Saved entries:
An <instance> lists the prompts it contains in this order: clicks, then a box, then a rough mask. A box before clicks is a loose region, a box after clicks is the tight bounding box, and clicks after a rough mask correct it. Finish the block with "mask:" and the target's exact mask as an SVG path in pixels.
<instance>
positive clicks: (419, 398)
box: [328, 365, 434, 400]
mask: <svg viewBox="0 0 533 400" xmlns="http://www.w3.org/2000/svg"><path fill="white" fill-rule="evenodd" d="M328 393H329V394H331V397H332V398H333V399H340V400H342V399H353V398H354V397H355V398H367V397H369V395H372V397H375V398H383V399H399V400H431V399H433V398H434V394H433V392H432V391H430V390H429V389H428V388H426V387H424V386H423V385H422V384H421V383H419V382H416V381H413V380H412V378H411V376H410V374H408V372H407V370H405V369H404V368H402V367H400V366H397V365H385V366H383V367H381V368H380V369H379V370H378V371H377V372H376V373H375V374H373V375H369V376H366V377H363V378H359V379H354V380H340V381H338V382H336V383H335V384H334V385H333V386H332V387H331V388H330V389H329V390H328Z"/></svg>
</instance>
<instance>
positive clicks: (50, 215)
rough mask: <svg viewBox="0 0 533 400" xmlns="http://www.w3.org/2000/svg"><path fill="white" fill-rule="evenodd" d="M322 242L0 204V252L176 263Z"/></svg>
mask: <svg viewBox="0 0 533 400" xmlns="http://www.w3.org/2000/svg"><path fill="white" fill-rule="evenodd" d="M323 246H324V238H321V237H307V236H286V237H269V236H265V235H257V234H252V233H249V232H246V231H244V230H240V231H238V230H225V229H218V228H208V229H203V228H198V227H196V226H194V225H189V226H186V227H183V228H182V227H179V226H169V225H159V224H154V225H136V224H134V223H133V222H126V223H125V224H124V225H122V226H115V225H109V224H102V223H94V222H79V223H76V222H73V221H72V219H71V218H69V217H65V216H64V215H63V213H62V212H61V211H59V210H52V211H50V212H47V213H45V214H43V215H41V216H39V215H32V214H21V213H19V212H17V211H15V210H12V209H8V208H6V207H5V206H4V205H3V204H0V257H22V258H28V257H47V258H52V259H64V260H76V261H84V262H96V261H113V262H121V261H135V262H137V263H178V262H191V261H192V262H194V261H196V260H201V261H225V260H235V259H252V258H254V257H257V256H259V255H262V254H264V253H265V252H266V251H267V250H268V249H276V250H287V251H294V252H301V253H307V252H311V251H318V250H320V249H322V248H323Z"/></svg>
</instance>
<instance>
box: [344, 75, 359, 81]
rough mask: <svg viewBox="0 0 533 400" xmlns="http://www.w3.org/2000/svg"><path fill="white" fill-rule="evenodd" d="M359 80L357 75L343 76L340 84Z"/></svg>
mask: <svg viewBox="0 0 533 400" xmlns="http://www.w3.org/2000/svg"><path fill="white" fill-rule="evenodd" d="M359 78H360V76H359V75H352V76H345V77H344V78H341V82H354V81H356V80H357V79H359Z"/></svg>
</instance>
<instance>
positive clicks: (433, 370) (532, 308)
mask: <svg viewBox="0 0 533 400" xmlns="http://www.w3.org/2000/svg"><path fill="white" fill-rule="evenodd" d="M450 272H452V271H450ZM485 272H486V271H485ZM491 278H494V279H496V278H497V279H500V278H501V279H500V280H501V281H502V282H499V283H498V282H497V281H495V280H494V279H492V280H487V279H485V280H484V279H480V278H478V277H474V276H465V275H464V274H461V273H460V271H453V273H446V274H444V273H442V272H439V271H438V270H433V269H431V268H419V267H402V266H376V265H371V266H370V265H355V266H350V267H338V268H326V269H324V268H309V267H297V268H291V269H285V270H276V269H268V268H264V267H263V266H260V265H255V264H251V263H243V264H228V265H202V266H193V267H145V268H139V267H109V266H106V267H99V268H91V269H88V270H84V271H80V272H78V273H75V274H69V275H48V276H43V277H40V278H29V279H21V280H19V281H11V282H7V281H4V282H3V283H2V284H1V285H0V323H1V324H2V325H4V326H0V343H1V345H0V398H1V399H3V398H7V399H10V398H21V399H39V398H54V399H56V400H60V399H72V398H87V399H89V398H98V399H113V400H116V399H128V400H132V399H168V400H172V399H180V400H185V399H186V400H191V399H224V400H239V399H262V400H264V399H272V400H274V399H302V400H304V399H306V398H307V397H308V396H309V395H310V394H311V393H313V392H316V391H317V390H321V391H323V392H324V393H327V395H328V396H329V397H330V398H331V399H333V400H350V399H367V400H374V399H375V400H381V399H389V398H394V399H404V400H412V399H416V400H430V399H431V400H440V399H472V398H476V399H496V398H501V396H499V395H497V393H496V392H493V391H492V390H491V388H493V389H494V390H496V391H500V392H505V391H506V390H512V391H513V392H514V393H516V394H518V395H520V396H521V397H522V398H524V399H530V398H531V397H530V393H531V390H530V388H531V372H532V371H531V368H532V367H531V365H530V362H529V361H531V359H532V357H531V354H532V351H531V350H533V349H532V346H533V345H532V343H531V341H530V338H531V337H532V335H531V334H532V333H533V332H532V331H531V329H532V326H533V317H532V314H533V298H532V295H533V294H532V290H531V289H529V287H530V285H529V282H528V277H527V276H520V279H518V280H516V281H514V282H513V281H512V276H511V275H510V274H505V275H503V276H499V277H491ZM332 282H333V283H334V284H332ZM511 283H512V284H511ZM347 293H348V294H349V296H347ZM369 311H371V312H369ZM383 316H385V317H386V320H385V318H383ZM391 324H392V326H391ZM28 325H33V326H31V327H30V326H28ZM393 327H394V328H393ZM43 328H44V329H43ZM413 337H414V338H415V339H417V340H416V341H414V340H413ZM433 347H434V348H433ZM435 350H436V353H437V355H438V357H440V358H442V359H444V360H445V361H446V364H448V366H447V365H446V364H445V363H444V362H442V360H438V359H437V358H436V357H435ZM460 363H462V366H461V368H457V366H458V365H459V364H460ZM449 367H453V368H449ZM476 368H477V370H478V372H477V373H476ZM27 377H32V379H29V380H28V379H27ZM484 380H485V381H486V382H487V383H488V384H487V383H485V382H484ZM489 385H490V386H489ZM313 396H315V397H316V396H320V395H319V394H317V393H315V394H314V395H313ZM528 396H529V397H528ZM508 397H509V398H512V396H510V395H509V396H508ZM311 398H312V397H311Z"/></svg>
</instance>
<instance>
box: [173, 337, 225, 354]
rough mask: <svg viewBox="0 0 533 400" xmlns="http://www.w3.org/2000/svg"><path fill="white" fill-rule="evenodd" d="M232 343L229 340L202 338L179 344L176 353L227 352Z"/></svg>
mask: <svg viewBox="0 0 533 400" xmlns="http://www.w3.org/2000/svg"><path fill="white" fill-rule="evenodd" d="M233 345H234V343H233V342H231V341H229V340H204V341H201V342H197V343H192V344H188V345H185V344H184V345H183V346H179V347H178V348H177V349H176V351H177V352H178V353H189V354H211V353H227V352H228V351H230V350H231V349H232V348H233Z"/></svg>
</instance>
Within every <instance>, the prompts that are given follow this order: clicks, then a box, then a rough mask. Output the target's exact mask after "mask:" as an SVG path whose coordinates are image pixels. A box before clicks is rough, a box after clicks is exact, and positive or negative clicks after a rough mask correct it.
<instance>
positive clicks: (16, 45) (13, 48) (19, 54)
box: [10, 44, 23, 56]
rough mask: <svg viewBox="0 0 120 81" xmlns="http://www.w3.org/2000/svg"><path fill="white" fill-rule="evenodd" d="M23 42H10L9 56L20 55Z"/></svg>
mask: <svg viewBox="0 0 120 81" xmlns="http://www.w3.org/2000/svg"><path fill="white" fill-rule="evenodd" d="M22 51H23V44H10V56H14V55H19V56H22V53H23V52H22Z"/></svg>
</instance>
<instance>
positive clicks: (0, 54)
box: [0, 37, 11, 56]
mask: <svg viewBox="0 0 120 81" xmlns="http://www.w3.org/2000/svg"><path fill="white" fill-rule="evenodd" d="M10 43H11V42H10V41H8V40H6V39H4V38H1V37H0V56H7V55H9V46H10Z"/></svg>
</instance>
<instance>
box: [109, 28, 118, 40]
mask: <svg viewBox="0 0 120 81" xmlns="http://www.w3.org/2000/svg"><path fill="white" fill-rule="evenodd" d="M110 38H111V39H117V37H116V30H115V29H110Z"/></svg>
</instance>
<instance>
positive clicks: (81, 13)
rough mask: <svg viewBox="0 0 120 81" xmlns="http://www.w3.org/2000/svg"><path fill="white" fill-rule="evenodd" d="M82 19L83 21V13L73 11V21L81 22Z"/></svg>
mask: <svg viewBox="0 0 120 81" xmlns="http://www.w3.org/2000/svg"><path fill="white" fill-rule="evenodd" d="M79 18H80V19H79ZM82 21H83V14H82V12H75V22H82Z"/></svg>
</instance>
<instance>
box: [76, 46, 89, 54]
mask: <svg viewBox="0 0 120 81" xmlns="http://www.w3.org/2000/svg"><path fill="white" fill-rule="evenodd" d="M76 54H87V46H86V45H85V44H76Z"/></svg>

WHAT IS BEING ASKED:
Lines from the one containing "positive clicks: (0, 54)" to the end of the data are to be printed exactly, including the first and last.

RESPONSE:
positive clicks: (0, 54)
box: [0, 37, 11, 56]
mask: <svg viewBox="0 0 120 81" xmlns="http://www.w3.org/2000/svg"><path fill="white" fill-rule="evenodd" d="M10 43H11V42H10V41H8V40H6V39H4V38H1V37H0V56H7V55H9V46H10Z"/></svg>
</instance>
<instance>
box: [109, 28, 118, 40]
mask: <svg viewBox="0 0 120 81" xmlns="http://www.w3.org/2000/svg"><path fill="white" fill-rule="evenodd" d="M110 38H111V39H117V37H116V30H115V29H110Z"/></svg>
</instance>
<instance>
positive clicks: (81, 13)
rough mask: <svg viewBox="0 0 120 81" xmlns="http://www.w3.org/2000/svg"><path fill="white" fill-rule="evenodd" d="M82 19L83 21V13L73 11V21L81 22Z"/></svg>
mask: <svg viewBox="0 0 120 81" xmlns="http://www.w3.org/2000/svg"><path fill="white" fill-rule="evenodd" d="M79 18H80V19H79ZM82 21H83V14H82V12H75V22H82Z"/></svg>
</instance>
<instance>
box: [76, 46, 89, 54]
mask: <svg viewBox="0 0 120 81" xmlns="http://www.w3.org/2000/svg"><path fill="white" fill-rule="evenodd" d="M76 54H87V46H86V45H85V44H76Z"/></svg>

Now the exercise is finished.